▸ **Instructions for the task**:
What is needed is an exact copy of the entries below, from the line that contains "[point] every instance of the butterfly body" through the final line, both included, and nothing else.

▸ **Data for this exercise**:
★ ★ ★
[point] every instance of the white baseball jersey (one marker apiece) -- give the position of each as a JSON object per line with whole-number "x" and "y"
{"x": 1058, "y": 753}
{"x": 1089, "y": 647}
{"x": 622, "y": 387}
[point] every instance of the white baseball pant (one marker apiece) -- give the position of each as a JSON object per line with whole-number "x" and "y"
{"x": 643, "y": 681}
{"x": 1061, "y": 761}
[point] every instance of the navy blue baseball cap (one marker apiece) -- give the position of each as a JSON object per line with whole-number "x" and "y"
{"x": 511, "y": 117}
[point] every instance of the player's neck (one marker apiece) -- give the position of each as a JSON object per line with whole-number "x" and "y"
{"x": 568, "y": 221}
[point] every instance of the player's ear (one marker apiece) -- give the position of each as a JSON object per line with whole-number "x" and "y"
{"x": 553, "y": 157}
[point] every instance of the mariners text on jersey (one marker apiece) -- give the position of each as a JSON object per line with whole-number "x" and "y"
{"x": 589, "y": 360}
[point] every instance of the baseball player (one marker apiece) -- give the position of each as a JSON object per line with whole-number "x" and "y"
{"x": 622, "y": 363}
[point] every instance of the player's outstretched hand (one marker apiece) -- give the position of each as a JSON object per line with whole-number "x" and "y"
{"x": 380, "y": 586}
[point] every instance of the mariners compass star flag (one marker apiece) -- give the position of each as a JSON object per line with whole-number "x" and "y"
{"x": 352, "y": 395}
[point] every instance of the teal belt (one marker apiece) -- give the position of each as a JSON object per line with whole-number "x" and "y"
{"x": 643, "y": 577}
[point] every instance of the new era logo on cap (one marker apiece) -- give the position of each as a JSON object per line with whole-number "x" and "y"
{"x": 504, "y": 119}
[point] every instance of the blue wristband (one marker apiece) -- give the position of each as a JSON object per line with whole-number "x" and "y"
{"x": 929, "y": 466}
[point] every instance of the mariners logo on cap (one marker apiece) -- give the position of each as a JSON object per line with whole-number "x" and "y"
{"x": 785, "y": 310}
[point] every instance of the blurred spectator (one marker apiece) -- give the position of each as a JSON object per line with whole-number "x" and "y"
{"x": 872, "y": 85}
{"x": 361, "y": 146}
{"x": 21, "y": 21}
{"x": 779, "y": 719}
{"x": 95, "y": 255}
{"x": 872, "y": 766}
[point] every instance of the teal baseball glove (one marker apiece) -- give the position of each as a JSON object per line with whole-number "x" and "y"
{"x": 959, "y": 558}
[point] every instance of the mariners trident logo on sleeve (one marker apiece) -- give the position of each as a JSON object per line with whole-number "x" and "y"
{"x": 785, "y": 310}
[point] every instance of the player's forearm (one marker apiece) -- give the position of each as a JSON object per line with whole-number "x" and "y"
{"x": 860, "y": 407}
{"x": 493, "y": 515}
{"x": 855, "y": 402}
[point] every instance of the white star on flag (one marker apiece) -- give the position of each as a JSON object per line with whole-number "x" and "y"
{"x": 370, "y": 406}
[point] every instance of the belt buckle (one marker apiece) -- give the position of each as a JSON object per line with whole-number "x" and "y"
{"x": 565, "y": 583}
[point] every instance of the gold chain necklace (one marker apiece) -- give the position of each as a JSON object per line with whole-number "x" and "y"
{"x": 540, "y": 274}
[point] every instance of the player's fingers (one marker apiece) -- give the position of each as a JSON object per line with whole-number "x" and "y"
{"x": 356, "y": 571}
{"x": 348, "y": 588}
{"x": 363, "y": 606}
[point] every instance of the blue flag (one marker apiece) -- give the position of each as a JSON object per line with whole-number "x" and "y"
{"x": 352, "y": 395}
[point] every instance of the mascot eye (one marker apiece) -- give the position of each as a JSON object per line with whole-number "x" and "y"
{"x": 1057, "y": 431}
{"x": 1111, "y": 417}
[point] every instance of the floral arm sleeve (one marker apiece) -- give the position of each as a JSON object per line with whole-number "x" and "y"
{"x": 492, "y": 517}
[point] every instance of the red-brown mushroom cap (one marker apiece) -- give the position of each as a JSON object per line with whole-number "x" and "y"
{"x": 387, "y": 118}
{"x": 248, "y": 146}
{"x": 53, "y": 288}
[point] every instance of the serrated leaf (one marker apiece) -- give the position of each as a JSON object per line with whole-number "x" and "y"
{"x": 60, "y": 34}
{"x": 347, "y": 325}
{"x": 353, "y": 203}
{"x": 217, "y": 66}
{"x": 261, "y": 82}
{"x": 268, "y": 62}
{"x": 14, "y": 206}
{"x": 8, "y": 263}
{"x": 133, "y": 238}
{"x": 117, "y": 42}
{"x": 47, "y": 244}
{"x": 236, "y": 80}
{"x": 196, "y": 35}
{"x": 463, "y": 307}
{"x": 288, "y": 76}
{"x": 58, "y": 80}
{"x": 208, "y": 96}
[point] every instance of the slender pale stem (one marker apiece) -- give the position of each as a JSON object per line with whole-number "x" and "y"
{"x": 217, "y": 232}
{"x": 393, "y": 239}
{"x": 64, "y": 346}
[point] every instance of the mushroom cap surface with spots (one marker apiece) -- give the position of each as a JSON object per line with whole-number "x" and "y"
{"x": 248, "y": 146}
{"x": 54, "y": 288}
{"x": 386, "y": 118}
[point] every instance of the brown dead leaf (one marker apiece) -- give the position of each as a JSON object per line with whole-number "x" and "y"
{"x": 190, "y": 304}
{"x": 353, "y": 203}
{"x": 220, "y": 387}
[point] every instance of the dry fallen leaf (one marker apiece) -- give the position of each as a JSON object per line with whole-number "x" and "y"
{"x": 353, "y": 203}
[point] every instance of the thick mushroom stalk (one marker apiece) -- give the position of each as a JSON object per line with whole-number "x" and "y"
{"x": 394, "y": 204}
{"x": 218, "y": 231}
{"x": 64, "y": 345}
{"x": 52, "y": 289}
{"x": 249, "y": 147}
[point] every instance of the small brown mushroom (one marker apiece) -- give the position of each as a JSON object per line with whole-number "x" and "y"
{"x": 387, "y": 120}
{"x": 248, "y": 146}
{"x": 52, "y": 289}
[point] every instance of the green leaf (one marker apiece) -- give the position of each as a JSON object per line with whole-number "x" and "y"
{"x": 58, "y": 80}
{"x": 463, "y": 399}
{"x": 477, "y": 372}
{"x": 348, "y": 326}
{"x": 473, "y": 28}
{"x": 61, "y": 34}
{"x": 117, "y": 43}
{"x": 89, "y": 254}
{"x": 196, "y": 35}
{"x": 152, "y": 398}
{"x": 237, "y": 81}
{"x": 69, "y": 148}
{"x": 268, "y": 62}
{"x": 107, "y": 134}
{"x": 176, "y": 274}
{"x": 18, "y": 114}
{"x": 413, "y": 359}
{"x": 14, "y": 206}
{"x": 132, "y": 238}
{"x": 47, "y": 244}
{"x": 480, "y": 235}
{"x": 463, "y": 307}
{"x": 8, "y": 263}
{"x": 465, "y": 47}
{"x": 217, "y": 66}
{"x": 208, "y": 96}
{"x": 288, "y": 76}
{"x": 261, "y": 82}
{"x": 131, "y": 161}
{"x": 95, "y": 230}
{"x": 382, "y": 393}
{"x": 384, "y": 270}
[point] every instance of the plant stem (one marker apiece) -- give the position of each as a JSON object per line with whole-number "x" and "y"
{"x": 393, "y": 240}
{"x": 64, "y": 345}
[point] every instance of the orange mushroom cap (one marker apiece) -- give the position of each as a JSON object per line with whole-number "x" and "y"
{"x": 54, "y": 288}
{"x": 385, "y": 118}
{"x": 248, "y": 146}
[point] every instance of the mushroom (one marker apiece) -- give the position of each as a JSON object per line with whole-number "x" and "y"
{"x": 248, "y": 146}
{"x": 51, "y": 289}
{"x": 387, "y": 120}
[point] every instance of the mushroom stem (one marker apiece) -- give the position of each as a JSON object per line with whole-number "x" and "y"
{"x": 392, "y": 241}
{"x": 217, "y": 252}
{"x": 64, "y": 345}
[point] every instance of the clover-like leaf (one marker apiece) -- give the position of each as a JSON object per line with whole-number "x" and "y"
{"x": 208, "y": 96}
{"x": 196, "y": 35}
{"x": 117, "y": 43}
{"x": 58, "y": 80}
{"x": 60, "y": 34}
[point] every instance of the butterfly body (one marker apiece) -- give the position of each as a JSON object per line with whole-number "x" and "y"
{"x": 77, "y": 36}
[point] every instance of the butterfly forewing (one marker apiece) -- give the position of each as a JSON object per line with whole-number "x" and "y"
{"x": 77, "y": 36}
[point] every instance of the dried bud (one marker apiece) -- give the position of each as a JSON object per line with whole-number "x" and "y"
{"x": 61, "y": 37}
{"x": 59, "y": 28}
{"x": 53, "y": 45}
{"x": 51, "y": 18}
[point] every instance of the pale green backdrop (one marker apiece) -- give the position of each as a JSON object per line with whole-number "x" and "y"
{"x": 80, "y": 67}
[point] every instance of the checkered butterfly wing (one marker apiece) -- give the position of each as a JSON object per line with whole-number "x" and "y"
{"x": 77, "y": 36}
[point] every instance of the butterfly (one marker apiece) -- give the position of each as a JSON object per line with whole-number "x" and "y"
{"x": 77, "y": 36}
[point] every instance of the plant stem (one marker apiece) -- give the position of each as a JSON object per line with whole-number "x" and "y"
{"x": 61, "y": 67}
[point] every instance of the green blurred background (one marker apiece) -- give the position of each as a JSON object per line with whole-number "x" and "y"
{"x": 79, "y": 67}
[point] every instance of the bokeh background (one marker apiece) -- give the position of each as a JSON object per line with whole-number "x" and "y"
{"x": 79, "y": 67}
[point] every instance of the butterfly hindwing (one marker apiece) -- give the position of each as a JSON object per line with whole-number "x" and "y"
★ ★ ★
▸ **Answer**:
[point] every instance of the butterfly body (one marker apiece) -- give the position of each as a JSON object per line with whole-number "x" and "y"
{"x": 77, "y": 36}
[point] every instance of the butterfly forewing (one marker apiece) -- give the position of each as a JSON object per line with whole-number "x" and "y"
{"x": 77, "y": 36}
[point] every instance of the dried bud (one marker apiece) -- give the position of each as a JSON object per line with whole-number "x" and "y"
{"x": 61, "y": 37}
{"x": 59, "y": 28}
{"x": 53, "y": 45}
{"x": 51, "y": 18}
[point] every instance of the pale green backdrop (one marker apiece) -- give the position of each as a JSON object per line with whole-number "x" and "y"
{"x": 80, "y": 67}
[point] every instance of the checkered butterfly wing (one marker apiece) -- give the position of each as a JSON object per line with whole-number "x" and "y"
{"x": 77, "y": 36}
[point] every instance of the butterfly (one marker apiece) -- give the position of each as a JSON object per line with whole-number "x" and "y"
{"x": 77, "y": 36}
[point] every instance of the plant stem (one marker apiece) -- give the position of each as a JSON object per line with whole-number "x" and "y"
{"x": 61, "y": 67}
[point] every instance of the green blurred background (one marker apiece) -- give the position of each as a JSON object per line with whole-number "x" and "y"
{"x": 79, "y": 67}
[point] every instance of the bokeh background (one marker apiece) -- give the position of each as a JSON object per line with whole-number "x" and "y"
{"x": 79, "y": 67}
[point] every instance of the butterfly hindwing (one marker apiece) -- give the position of each as a JSON object per line with whole-number "x" and "y"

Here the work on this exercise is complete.